Consignes >>
1. Pour chacune des affirmations suivantes, dites si elle concorde avec l'extrait sur Malraux et l'art, par oui ou par non, en citant les mots décisifs de l'extrait : (a) Malraux a pris des notes pendant le tournage de L'Espoir ; (b) Malraux voit dans le cinéma parlant un perfectionnement du muet ; (c) Malraux pratiquait volontiers la confidence autobiographique.
2. D'après l'extrait sur Malraux et l'art, quelle phrase, restée célèbre, clôt l'« Esquisse d'une psychologie du cinéma » ?
3. Reprenez l'extrait sur Malraux et l'art à la suite de sa dernière phrase.

Extrait fourni >>
★ ★ ★
C’est pourquoi tous les textes que Malraux a consacrés à l’art et à la littérature sont traversés de réflexions sur la destinée humaine, la seule question sans doute à laquelle il accordât vraiment de l’importance. Quel est le geste de l’artiste ? Celui de Rodin, lorsqu’il entreprend son Balzac : « Séparer de l’humanité biographique le personnage surhumain digne d’avoir créé La Comédie humaine, comme la tradition a séparé d’un Dante inconnu le profil aquilin digne de son Enfer ». De même, s’agissant de Goya : « Pour ce portraitiste illustre, que le visage individuel a peu d’importance ! Dans le possédé, le possédé importe moins que le démon. » Pour l’auteur des Antimémoires, qui refusait la confidence autobiographique et moquait le « misérable petit tas de secrets » de la vie privée, l’art est précisément cette transfiguration qui confronte l’homme à ce qui l’habite et le dépasse. 

Pour autant, Malraux a été très attentif aux formes modernes et contemporaines de l’art et notamment au cinéma, comme le rappelle opportunément ici son « Esquisse d’une psychologie du cinéma », ensemble de notes prises au cours du tournage de L’Espoir et riches de réflexions éclairantes ; il y montre l’art cinématographique comme l’aboutissement d’une conquête du mouvement, qui a traversé l’histoire de la peinture ; il y affirme la spécificité du cinéma parlant, qui « n’est pas plus un perfectionnement du muet que l’ascenseur n’est un perfectionnement du gratte-ciel ». La dernière phrase, restée célèbre, dit toute l’ambiguïté de ce « septième art » : « Par ailleurs, le cinéma est une industrie. »
★ ★ ★
Liste des données >>

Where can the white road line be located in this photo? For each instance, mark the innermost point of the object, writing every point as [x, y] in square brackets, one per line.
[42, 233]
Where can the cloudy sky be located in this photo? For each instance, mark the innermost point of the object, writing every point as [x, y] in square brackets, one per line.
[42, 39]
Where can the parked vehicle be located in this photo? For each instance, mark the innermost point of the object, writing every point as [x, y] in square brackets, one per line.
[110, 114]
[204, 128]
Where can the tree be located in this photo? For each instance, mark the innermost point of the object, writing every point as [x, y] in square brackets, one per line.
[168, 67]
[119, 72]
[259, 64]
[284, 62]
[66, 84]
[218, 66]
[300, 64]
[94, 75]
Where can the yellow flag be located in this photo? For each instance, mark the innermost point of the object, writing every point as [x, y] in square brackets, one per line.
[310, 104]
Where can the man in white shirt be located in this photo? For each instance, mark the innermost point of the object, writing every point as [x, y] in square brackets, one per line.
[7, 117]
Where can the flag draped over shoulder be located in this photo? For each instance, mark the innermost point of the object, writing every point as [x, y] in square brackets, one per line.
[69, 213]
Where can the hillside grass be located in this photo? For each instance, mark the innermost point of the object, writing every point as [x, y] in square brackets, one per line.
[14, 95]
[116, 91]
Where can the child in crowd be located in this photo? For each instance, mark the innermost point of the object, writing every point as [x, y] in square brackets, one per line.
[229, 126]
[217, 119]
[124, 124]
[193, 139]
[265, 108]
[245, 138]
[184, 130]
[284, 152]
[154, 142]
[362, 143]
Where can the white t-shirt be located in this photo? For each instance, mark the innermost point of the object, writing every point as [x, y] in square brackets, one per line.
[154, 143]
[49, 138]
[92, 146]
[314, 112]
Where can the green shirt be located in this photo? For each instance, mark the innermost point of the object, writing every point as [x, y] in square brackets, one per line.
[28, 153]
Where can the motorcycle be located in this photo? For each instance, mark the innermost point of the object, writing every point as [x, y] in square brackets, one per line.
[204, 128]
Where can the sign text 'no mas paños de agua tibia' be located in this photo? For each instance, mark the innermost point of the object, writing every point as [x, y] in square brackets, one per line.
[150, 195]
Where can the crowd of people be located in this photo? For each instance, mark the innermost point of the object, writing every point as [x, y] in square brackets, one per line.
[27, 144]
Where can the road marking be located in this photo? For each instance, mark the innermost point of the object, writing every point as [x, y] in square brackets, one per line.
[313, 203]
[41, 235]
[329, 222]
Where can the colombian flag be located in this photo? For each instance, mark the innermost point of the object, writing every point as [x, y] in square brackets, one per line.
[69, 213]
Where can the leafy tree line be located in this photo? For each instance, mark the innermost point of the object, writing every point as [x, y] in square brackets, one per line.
★ ★ ★
Réponses >>
1.
(a) Oui : « ensemble de notes prises au cours du tournage de L’Espoir ».
(b) Non : « n’est pas plus un perfectionnement du muet que l’ascenseur n’est un perfectionnement du gratte-ciel ».
(c) Non : « qui refusait la confidence autobiographique ».

2. « Par ailleurs, le cinéma est une industrie. »

3.
Dans tous ces textes, l’écriture de Malraux alterne deux modalités presque opposées, qui sont sa marque personnelle. Une capacité d’égarement, qui déjoue les poncifs académiques et les attentes du lecteur par une pensée transversale qui fait communiquer des registres opposés, ou échafaude une histoire hypothétique : « Si Giotto, et même Clouet, avaient voyagé en Asie […] Que Rubens ou Delacroix eussent fait le même voyage ». Cette pédagogie du décentrement, qui use et abuse de la figure d’autorité de l’auteur, est aussi une façon de surprendre en renversant les évidences. Malraux excelle aussi, à l’inverse, dans la formule synthétique, parfois proche d’un sophisme d’orateur destiné à marquer les esprits en se dispensant d’une argumentation par un raccourci saisissant : « Ce qu’appellent les gestes de noyés du monde baroque n’est pas une modification de l’image, c’est une succession d’images ; il n’est pas étonnant que cet art tout de gestes et de sentiments, obsédé de théâtre, finisse dans le cinéma… »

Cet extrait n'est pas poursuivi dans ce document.